§ Excerpt to read
|---|

Saddam and the Terrorists: A marriage

National Review, June 30, 2003 by Mansoor Ijaz

From 1993 to 1998, the Clinton administration politicized intelligence on global terrorism and the rising power of al-Qaeda to such an extent that serious opportunities to dismantle Osama bin Laden's enterprise, and even capture him, were either ignored or purposely botched. I know, because I negotiated more than one opportunity -- including with Sudan -- and witnessed firsthand the games the Clinton White House played with the threats to our national security.

So it is fair game, today, to ask whether the Bush administration did the same -- specifically, by playing fast and loose with evidence of Iraq's weapons of mass destruction. Did we go to war with inadequate justification? President Bush's political opponents are making the most of the failure -- so far -- to find the WMD. But they are missing the larger picture, which is that Saddam Hussein was tied intimately to global terrorism. Blocked by sanctions, monitored by weapons inspectors (whom he kicked out when they got uncomfortably close to his secrets), and considered a pariah in most of the civilized world, Saddam needed bin Laden's network of suicidal individuals to distribute his recipes and formulas for (and even experimental doses of) weapons of mass terror to use against the U.S. and its allies.

Saddam's game plan almost worked, because most "experts" on terrorism convinced themselves there was an inadequate ideological basis for such an alliance with bin Laden -- and it therefore couldn't exist. But in fact there was no important ideological difference between these terror czars; a common hatred for Israel and the U.S. was enough to seal their cooperation. Bin Laden viewed Saddam as an atheist without morals or scruples, and therefore not a threat to his global jihadist vision; Saddam viewed bin Laden as a useful lunatic whose acolytes could create havoc in the West with some plausibly deniable help from his scientists. All this could be achieved without any threat to Saddam's role as the chief pan-Arab nationalist leader.

Finding Iraq's weapons of mass destruction may be a political imperative in Washington. But bin Laden's unholy alliance with Saddam was the most important reason to destroy Saddam's regime. And evidence uncovered after the Iraq war proves this alliance, and its potential purposes, beyond any reasonable doubt. Consider the following.

One. The Iraqis were intimately involved in helping al-Qaeda develop chemical-weapons capabilities -- and this continues to have consequences. In early June, ten letters laced with toxic powders were found in Belgium addressed to -- among other targets -- Prime Minister Guy Verhofstadt and the American, Saudi, and British embassies. All ten were sent by a little-known Islamic extremist group. Lab analyses of sickened postal workers who came into contact with the powder indicate that hydrazine and phenarsazine were present. Phenarsazine chloride is a precursor agent often used in mixing mustard gas or other nerve agents. This comes on the heels of the systematic dismantling of al- Qaeda's Ricin network by U.S. and European intelligence agencies in the months leading up to the Iraq war. That network had been fed recipes, expertise, and money by Abu Musab al-Zarqawi, a senior al-Qaeda biochemical-weapons expert who received urgent medical treatment in Baghdad last summer and then went into hiding in the Ansar al-Islam terrorist camps in northern Iraq. These camps, in which traces of Ricin were found on the soles of a shoe and boot recovered from the bombed- out wreckage, were populated by over 150 bin Laden-trained disciples. Zarqawi is now believed to be hiding out in Iran, where he may still be able to run parts of the European network that were not dismantled earlier this year.

|---|

§ Problems to solve
1. List every addressee that the article on Saddam and the terrorists names for the ten toxic letters found in Belgium.
2. Continue the article on Saddam and the terrorists from where it ends.

|---|

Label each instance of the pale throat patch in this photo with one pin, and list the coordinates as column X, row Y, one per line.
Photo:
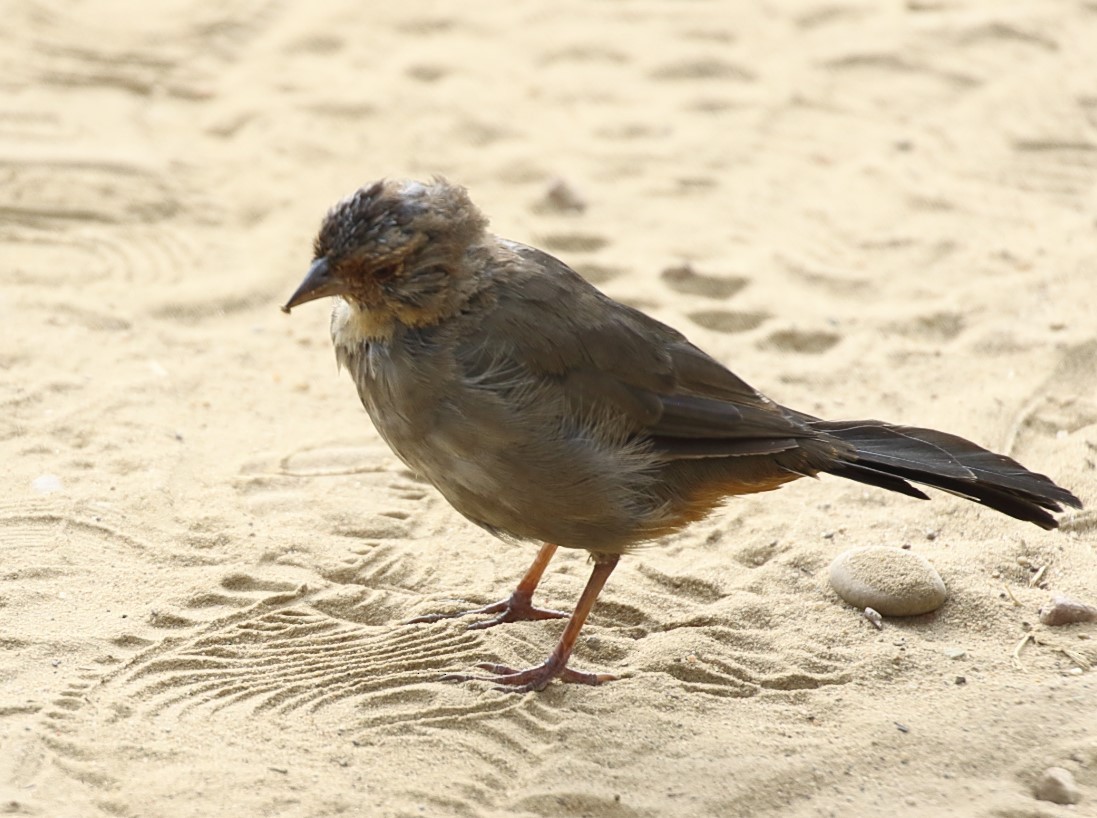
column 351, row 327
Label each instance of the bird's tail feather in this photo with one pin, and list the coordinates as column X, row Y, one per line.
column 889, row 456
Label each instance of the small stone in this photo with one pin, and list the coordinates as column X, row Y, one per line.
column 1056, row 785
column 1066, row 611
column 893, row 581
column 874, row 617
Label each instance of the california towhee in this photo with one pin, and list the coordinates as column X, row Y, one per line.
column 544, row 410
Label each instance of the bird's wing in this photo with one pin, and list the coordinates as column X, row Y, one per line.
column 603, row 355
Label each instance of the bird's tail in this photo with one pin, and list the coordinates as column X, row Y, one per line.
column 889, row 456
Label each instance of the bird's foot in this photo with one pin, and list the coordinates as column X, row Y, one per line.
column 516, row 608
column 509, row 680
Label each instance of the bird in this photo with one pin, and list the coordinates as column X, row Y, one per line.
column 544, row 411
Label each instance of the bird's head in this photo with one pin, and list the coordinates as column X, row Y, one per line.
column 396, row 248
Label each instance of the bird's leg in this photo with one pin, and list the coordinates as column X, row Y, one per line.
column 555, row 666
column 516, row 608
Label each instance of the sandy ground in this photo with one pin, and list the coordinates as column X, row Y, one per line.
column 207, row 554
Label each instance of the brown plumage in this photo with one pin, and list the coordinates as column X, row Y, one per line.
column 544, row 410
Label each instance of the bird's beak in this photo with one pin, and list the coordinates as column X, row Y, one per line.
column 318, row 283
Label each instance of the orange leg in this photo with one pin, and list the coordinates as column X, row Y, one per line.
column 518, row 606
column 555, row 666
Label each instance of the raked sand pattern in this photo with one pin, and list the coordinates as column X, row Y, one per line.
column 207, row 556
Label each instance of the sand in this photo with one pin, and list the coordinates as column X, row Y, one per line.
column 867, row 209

|---|

§ Results of the exercise
1. Prime Minister Guy Verhofstadt; the American embassy; the Saudi embassy; the British embassy

2.
Two. Documents found in the rubble of Iraq's Mukhabarat intelligence headquarters by reporters for London's Daily Telegraph show that Iraqi military and intelligence officials sought out al-Qaeda leaders much earlier than previously thought, and met with bin Laden on at least two occasions. In addition to previously reported meetings between Farouk Hijazi, a senior Iraqi intelligence officer, and bin Laden in Sudan in 1994, the Mukhabarat documents show that on February 19, 1998, about six months prior to the attacks in Dar es Salaam and Nairobi, Iraqi intelligence officials made plans to bring a senior bin Laden aide to Baghdad from Khartoum. The key document shows that a recommendation was made for "the deputy director general [of Iraqi intelligence to] bring the [bin Laden] envoy to Iraq because we may find in this envoy a way to maintain contacts with bin Laden." The meetings took place in March 1998.

Concurrent with Saddam's outreach program to al-Qaeda was Sudan's almost desperate efforts to convince the Clinton administration to examine the intelligence they had gathered on everyone from bin Laden and his key deputy, Egyptian Islamic Jihad chief Ayman al-Zawahiri, to members of the Hamburg cell who provided aid to many of the 9/11 hijackers. Correspondence of February 1998 from Sudan's intelligence chief to the FBI's regional director went without reply until June 24, 1998, at which time the FBI sheepishly made it clear that the problem in communicating with Sudan lay elsewhere in the U.S. bureaucracy. The U.S. embassies were bombed six weeks later.